Bagaimana Anda memilih sekolah untuknya?
Kita tidak punya pilihan. Di Jakarta sekolah anak itu mahal dan berat. Jam delapan pagi sampe setengah dua siang. Lima kali seminggu. Sementara di Belanda untuk anak seusia Eddy, cuma 4 jam sehari dan itu pun tiga kali seminggu. Tapi kalau tidak masukkan anak ke sekolah, anak kita tidak bisa mengejar pergaulan dan standar pendidikan saat ini. Saat ini saya memilihkan sekolah nasional-plus untuknya.
Tinggal di dua kultur berbeda adakah perbedaan mendasar yang jadi kendala dalam mendidik anak?
Saya bersyukur walau Erik orang asing tapi nilai kekeluargaannya tinggi. Saya belajar banyak dari cara mertua mendidik suami saya dan adiknya. Sampai-sampai kedua anaknya tidak tega kalau berbuat salah karena akan menyakiti hati orangtuanya.
◆ ◆ ◆
▶ Daftar Tugas:
#1 Dari bacaan tentang pendidikan anak, kumpulkan setiap keterangan mengenai berapa lama atau berapa sering anak bersekolah, beserta tempat yang dimaksud.
#2 Jawablah pertanyaan berikut berdasarkan bacaan tentang pendidikan anak.
(a) Sekolah jenis apa yang dipilih untuk Eddy saat ini?
(b) Apa yang disyukuri tentang Erik walaupun ia orang asing?
(c) Dari cara siapa mendidik anak banyak pelajaran diambil?
#3 Teruskan bacaan tentang pendidikan anak di dua kultur berbeda ini, mulai setelah kalimat terakhirnya.

▶ Cuplikan Data:
◆ ◆ ◆
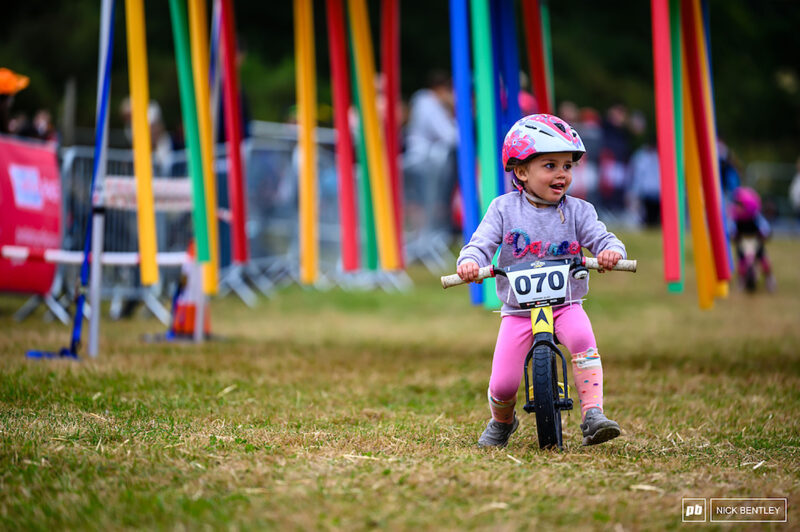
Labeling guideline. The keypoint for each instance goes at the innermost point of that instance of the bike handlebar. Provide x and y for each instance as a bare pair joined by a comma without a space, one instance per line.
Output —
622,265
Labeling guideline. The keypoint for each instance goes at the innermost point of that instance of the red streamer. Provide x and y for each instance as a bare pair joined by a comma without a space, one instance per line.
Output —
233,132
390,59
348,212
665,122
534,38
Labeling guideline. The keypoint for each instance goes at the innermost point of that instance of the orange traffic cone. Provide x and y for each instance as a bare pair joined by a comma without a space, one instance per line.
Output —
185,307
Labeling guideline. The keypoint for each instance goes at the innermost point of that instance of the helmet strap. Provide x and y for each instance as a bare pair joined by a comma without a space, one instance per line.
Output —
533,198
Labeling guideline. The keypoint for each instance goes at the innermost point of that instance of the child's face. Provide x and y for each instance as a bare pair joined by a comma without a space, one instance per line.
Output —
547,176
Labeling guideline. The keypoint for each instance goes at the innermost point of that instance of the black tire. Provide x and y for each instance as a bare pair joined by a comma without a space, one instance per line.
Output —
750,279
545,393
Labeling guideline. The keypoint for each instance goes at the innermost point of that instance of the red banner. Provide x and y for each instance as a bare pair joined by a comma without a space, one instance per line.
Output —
◆ ◆ ◆
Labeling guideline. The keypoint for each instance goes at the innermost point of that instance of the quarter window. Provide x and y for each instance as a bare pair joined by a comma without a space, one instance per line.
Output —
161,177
◆ ◆ ◆
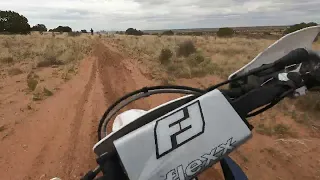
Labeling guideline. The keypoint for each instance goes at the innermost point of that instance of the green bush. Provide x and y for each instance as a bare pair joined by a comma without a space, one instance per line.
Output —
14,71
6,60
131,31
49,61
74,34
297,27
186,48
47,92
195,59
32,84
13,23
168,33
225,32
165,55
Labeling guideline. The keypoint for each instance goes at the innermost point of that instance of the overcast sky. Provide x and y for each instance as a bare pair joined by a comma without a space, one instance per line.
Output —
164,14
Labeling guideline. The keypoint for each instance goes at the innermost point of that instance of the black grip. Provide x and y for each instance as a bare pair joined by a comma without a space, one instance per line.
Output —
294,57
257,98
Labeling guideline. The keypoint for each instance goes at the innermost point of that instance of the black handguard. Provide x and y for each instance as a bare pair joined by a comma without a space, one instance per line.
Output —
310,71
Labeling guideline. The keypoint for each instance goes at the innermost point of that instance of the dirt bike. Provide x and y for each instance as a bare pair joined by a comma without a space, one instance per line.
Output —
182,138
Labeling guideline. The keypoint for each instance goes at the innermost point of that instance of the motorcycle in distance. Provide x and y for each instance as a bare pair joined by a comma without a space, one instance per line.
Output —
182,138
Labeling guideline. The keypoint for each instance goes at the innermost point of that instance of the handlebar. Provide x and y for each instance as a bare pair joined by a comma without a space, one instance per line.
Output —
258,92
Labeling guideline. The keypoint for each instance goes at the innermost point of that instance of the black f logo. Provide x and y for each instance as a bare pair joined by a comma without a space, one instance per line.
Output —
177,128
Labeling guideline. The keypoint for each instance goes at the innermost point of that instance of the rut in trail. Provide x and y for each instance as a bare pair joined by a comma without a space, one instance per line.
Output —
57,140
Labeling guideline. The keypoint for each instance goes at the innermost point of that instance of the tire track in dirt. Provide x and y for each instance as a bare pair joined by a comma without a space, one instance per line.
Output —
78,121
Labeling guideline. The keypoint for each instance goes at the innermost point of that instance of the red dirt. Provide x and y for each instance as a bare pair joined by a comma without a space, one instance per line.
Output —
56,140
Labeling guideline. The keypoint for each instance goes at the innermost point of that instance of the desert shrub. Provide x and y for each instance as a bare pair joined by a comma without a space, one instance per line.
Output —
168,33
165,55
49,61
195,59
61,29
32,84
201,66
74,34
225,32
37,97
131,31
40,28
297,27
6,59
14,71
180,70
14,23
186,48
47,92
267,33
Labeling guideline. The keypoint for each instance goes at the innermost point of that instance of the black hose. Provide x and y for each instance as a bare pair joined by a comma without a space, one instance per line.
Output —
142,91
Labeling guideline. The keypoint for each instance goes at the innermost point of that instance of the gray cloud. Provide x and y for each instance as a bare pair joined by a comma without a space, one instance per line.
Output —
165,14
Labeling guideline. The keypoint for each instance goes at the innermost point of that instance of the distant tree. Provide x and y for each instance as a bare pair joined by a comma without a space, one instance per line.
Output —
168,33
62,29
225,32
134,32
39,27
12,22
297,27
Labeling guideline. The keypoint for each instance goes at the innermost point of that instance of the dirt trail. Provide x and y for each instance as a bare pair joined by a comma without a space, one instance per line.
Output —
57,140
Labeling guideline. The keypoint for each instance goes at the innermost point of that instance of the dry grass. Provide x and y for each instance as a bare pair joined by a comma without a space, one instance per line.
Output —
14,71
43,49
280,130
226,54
◆ ◆ ◆
▶ Jawaban Tiap Tugas:
#1
- Jam delapan pagi sampai setengah dua siang (Jakarta)
- Lima kali seminggu (Jakarta)
- 4 jam sehari (Belanda)
- Tiga kali seminggu (Belanda)

#2
(a) Sekolah nasional-plus.
(b) Nilai kekeluargaannya tinggi.
(c) Dari cara mertua mendidik suaminya dan adik suaminya.

#3
Adaptasi Lebih Dalam
Akhir September lalu, usia perkawinan Maudy menginjak angka 11 tahun. Artinya satu dekade pertama telah terlewati. Benarkah masa-masa sulit telah berlalu? Meski rumah tangganya cenderung aman dari gosip, bagi Maudy setiap tahap kehidupan punya masa-masa sulit berbeda. Selalu ada hal dimana kita perlu beradaptasi lebih dalam, kata Maudy.
Tahap-tahap seperti apa yang dimaksud?
Kondisi hidup kan berubah terus. Misalnya dulu level kerja tidak sesibuk sekarang, dan kami hanya tinggal berdua. Lalu sekarang hadir anak, pekerjaan juga bertambah. Kita harus terus beradaptasi, saling pengertian tetap harus berjalan. Pertengkaran pasti ada, tapi selalu ada penyelesaian, baik berdiam diri dulu, atau dibuat santai dengan bercanda. Tapi yang jelas selalu dibicarakan. Kalau ada berita miring, kami diskusikan bagaimana cara terbaik menghadapinya bersama.
Sulitkah menjaga kemesraan?
Waktu bersama itu penting. Weekend adalah waktu untuk kami bertiga. Eddy pasti nempel pada bapaknya. Tapi waktu untuk berduaan juga penting. Kadang pas Eddy tidur siang, kami keluar sebentar, pergi berduaan saja.
Bagaimana Anda merayakan kebersamaan?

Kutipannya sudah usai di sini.